PROBLEM TO SOLVE —
Put the records below into a Markdown table with the columns Row and Line, giving each line a row number and leaving out blank lines. Include only the lines from the one holding "the white road" through the end of the records, both ends included.

____________________

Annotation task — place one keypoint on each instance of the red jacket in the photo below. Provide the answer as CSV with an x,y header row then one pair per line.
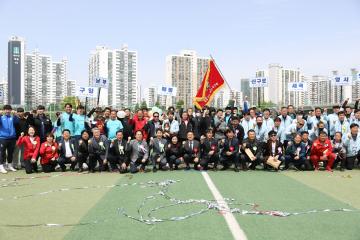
x,y
31,149
318,148
47,152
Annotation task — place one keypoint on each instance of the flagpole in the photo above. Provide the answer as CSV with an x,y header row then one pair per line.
x,y
220,72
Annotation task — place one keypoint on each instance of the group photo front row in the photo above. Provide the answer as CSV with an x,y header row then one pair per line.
x,y
208,139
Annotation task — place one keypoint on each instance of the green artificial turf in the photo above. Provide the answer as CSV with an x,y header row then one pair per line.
x,y
277,191
286,191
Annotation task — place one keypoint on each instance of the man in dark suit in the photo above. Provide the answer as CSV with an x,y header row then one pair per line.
x,y
117,155
192,151
41,122
230,152
67,151
209,151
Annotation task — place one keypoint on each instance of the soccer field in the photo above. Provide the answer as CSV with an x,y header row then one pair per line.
x,y
92,204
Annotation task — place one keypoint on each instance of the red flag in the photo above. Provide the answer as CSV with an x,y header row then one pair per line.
x,y
211,83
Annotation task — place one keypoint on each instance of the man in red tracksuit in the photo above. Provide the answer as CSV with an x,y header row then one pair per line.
x,y
322,151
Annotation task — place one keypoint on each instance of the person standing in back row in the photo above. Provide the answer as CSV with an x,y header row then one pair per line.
x,y
8,121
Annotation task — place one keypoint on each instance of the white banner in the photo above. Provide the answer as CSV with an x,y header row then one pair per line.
x,y
101,82
258,82
90,92
167,91
297,87
342,80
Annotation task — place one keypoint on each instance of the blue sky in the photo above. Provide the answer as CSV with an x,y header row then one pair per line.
x,y
316,36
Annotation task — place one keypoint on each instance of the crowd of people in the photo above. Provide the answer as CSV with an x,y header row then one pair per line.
x,y
217,139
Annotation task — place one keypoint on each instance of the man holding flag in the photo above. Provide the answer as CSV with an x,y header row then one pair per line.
x,y
211,83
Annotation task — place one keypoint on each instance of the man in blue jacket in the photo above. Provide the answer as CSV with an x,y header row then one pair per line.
x,y
8,121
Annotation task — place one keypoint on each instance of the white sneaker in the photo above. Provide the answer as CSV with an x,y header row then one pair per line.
x,y
11,168
2,169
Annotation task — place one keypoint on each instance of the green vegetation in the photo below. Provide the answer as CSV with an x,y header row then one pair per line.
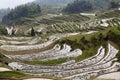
x,y
90,5
2,30
109,14
48,63
12,74
16,15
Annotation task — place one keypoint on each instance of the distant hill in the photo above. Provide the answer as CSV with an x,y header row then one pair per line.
x,y
16,16
88,5
52,2
3,12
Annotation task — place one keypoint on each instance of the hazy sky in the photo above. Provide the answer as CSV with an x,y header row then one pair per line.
x,y
12,3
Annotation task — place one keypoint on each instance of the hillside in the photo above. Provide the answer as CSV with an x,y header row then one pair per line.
x,y
90,5
60,46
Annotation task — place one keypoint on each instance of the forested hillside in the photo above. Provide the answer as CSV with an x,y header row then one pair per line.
x,y
15,16
90,5
53,2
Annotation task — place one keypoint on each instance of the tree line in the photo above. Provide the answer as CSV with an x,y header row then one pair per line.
x,y
89,5
15,15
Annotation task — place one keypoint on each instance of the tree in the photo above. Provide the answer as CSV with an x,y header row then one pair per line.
x,y
114,4
78,6
15,16
32,32
83,40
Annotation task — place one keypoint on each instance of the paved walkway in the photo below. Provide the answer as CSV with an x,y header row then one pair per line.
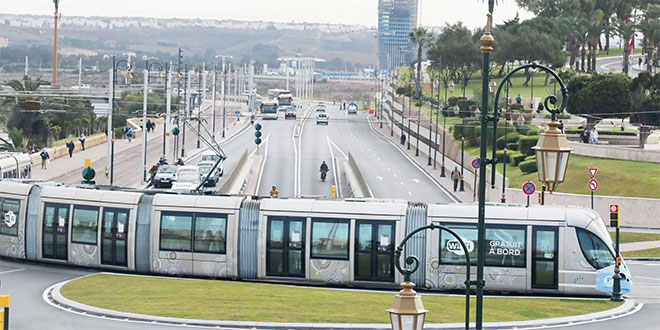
x,y
65,166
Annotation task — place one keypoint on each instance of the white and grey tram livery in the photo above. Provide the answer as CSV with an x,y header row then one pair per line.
x,y
540,249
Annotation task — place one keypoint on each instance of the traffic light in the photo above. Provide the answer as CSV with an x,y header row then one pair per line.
x,y
257,134
614,215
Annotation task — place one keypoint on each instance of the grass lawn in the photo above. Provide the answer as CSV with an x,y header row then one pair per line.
x,y
650,253
241,301
615,177
631,237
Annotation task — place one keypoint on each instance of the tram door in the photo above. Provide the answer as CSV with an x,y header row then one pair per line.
x,y
374,248
544,258
285,247
114,234
55,231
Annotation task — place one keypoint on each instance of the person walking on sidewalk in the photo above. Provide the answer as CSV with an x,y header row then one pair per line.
x,y
70,146
44,159
455,175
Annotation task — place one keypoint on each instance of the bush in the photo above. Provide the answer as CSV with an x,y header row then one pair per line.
x,y
499,155
510,138
526,143
516,157
528,166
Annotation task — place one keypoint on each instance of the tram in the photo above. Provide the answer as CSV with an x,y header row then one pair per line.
x,y
560,250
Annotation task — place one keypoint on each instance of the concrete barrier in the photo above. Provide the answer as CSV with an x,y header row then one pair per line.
x,y
356,181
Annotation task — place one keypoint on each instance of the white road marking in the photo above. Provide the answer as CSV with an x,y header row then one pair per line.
x,y
12,271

____________________

RESPONSE TO THIS TASK —
| Row | Line |
|---|---|
| 1 | Annotation task — place one keypoint on each instance of the white road marking in the photo above. Provide the answer as CSV with an x,y header row then one pair per line. |
| 2 | x,y |
| 3 | 12,271 |